== Data ==
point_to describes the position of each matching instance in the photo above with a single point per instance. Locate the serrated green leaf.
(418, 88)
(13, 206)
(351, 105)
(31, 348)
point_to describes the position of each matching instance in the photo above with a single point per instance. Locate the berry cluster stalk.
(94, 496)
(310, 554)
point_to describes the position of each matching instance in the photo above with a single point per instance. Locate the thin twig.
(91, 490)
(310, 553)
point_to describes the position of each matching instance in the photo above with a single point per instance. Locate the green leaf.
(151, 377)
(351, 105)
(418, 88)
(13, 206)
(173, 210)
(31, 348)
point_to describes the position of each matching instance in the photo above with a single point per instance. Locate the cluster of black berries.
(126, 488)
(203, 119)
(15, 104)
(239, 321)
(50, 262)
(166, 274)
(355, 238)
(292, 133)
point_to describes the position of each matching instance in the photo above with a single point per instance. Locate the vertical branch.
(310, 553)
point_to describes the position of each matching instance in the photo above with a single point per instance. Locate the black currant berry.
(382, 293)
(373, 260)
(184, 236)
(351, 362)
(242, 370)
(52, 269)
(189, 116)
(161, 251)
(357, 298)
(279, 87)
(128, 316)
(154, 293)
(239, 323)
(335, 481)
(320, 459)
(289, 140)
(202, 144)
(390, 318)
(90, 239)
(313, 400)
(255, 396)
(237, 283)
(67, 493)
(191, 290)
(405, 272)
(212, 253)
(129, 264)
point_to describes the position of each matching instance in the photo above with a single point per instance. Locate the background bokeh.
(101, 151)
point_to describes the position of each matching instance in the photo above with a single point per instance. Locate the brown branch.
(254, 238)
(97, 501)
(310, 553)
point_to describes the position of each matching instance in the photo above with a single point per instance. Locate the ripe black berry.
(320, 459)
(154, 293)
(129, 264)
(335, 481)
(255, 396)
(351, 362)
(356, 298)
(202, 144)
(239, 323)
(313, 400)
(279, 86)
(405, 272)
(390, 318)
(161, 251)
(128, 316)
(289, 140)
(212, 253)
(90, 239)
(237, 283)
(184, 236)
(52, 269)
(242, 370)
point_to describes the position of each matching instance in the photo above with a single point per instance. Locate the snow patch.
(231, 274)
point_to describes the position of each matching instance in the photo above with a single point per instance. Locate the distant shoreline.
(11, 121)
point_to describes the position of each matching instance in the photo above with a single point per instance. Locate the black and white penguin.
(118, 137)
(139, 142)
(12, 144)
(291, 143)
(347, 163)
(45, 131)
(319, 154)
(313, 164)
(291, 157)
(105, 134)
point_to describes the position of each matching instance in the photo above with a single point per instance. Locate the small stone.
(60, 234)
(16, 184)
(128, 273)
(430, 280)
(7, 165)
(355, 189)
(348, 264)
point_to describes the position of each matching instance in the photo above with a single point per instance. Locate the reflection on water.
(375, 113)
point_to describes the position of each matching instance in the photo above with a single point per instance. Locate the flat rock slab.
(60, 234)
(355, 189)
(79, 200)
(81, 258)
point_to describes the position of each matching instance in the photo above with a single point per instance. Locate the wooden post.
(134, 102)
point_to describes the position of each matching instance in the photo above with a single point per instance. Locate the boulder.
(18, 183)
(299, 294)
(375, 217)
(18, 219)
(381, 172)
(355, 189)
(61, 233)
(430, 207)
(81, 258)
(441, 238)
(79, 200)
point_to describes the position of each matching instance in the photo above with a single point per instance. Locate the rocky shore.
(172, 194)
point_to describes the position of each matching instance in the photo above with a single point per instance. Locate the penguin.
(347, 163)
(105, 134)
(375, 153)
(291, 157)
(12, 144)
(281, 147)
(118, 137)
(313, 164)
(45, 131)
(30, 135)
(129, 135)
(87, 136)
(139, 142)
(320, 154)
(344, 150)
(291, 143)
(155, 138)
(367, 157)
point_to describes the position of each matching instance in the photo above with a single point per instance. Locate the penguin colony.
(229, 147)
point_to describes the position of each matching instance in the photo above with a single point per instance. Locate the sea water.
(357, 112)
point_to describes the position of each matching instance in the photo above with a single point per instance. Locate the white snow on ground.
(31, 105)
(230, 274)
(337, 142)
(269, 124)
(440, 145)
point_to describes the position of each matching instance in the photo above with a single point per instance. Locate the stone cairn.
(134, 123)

== Work required ==
Restate the entire listing verbatim.

== Task output ==
point_to describes the position of each matching instance in the photo above with a single point per instance. Locate the serrated green leaf.
(418, 88)
(13, 206)
(351, 105)
(31, 348)
point_to describes the position of each matching instance in the photo above with a single point per instance. Locate the berry cluster stalk.
(94, 496)
(310, 554)
point_to describes the position of each matching instance in the photo above with a single point per instance. Locate the thin twig.
(91, 490)
(310, 553)
point_to describes the position of each matching instance in the photo above with a single point per instance. Locate the green leaf.
(151, 377)
(351, 105)
(418, 88)
(13, 206)
(173, 210)
(31, 348)
point_to describes the position of each matching instance in the photo above with a single point per instance. Locate the cluster of black berries.
(126, 488)
(203, 119)
(15, 104)
(239, 321)
(50, 262)
(166, 274)
(355, 238)
(292, 133)
point_to describes the position of each matching instance in the photo above with a single point per instance. Locate the vertical branch.
(310, 553)
point_to describes the position of each matching instance in the photo above with a single point per instance. Locate the black currant berry.
(382, 293)
(373, 260)
(184, 236)
(351, 362)
(242, 370)
(52, 269)
(189, 116)
(161, 251)
(357, 298)
(279, 87)
(128, 316)
(154, 293)
(239, 323)
(335, 481)
(320, 459)
(289, 140)
(202, 144)
(390, 318)
(90, 239)
(313, 400)
(255, 396)
(237, 283)
(67, 493)
(191, 290)
(405, 272)
(212, 253)
(129, 264)
point_to describes the position of each matching instance in the photo above with a single point per instance. Locate the background bokeh.
(101, 151)
point_to describes the position of each matching instance in the photo above with a single point per instance. Locate the brown branch.
(254, 238)
(97, 501)
(310, 553)
point_to describes the position of each matching instance in the photo above with a single point per instance. Locate the ripe black berry.
(320, 459)
(154, 293)
(129, 264)
(335, 481)
(255, 396)
(351, 362)
(356, 298)
(202, 144)
(239, 323)
(313, 400)
(279, 86)
(405, 272)
(390, 318)
(161, 251)
(128, 316)
(289, 140)
(212, 253)
(90, 239)
(237, 283)
(184, 236)
(52, 269)
(242, 370)
point_to describes the position of each matching instance in the photo above with a single point per instance. Locate the snow patch.
(231, 274)
point_to describes the position of each matching instance in the photo above with a single point per instance. Locate the distant shoreline.
(11, 121)
point_to describes the position of each matching instance in the photo above with a single point per instance. Locate the black and white penguin.
(118, 137)
(139, 142)
(12, 144)
(291, 143)
(347, 163)
(45, 131)
(319, 154)
(313, 164)
(291, 157)
(105, 134)
point_to describes the position of each matching instance in the photo above with a single point per instance. Locate the small stone.
(60, 234)
(16, 184)
(128, 273)
(430, 280)
(7, 165)
(355, 189)
(348, 264)
point_to describes the position of each matching instance in the photo above with a single point per instance. Locate the reflection on water.
(375, 113)
point_to describes the position of each matching instance in the photo above with a single point per instance. Locate the flat rock slab.
(60, 234)
(355, 189)
(79, 200)
(81, 258)
point_to describes the position of each matching instance in the photo above with a single point per instance. Locate the wooden post.
(134, 102)
point_to describes the position of each matching instance in the photo above with a single point per instance. Locate the boulder.
(18, 183)
(299, 294)
(375, 217)
(18, 219)
(381, 172)
(355, 189)
(61, 233)
(430, 207)
(81, 258)
(441, 238)
(79, 200)
point_to describes the position of each matching instance in the photo above with a single point per instance. Locate the rocky shore.
(172, 194)
point_to describes the position of each matching instance in the photo above with a single point per instance. Locate the penguin.
(347, 163)
(105, 134)
(375, 153)
(291, 157)
(12, 144)
(281, 147)
(118, 137)
(313, 164)
(45, 131)
(30, 135)
(129, 135)
(87, 136)
(139, 142)
(320, 154)
(344, 150)
(291, 143)
(155, 138)
(367, 157)
point_to describes the position of each matching instance in the photo above with a single point per instance. Locate the penguin colony.
(229, 147)
point_to describes the position of each matching instance in the photo above with a single point per instance. Locate the sea water.
(357, 112)
point_to describes the position of each matching instance in the photo above with a single point per instance. Locate the white snow on ground.
(31, 105)
(230, 274)
(337, 142)
(269, 124)
(440, 145)
point_to describes the position of each matching instance in the photo above with a single point per instance. Locate the stone cairn.
(134, 123)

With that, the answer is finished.